> _TASK DESCRIPTION_: The answer must consist of each line below that contains the word "Note", copied in full.

Items listed in a dataset
::::::

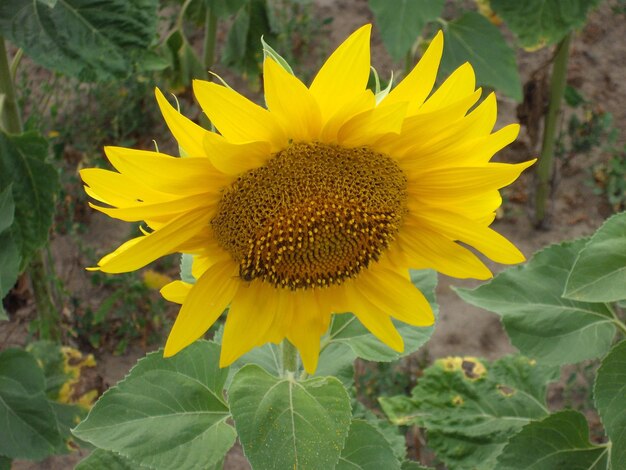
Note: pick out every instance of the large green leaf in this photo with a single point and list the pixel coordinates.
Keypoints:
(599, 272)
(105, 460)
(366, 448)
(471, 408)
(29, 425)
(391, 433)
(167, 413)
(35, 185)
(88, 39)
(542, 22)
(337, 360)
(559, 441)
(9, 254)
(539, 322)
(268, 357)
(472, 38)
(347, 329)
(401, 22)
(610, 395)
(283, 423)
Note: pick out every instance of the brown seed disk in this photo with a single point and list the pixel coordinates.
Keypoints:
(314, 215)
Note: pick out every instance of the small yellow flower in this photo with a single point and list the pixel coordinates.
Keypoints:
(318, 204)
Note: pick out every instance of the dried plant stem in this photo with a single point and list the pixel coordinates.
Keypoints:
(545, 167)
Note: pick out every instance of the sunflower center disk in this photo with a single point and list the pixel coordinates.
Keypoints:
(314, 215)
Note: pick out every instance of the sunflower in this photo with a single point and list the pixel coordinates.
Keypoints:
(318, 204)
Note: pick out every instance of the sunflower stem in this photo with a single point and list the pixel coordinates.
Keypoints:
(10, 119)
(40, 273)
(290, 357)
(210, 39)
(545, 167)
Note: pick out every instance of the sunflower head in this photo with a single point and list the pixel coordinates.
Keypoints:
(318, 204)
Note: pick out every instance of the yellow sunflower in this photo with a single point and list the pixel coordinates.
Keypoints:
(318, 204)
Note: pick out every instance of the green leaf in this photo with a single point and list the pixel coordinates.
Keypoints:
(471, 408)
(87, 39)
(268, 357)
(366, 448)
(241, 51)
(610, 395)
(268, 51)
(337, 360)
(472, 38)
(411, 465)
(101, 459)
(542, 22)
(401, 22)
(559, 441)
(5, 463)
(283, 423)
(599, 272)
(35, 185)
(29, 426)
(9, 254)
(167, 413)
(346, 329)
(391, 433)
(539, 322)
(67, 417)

::::::

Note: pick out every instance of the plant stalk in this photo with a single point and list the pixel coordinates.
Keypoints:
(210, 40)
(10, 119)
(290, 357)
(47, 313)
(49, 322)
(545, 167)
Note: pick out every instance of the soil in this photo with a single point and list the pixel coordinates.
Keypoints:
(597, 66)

::::::

> _EXPECTED OUTPUT_:
Note: pick out every instance of the large green leaf in this photo with a single point and list the pixel coordinates.
Note: pick out every instance of the brown seed disk in this photo with a single point and list the pixel coordinates.
Note: pick out every instance of the small yellow flower in this photo with a single point and list the pixel coordinates.
Note: pick out every instance of the dried plant stem in this photo with a single point and list the pixel coordinates.
Note: pick out every instance of the sunflower center disk in this photo with a single point and list the pixel coordinates.
Note: pick out every instance of the sunflower in this photo with a single point and list the pixel coordinates.
Note: pick out every instance of the sunflower stem in this photo with a single point and list the pixel coordinates.
Note: pick out every instance of the sunflower head in this photo with a single point and list the pixel coordinates.
Note: pick out every instance of the yellow sunflower in this photo with a single point and list the pixel coordinates.
Note: pick out every instance of the green leaf in this photo with a single point and list the pixel coordinates.
Note: pick out every instance of the plant stalk in this photo with a single point and list the pixel coordinates.
Note: pick out every instance of the soil in this photo with a single point and list the pixel coordinates.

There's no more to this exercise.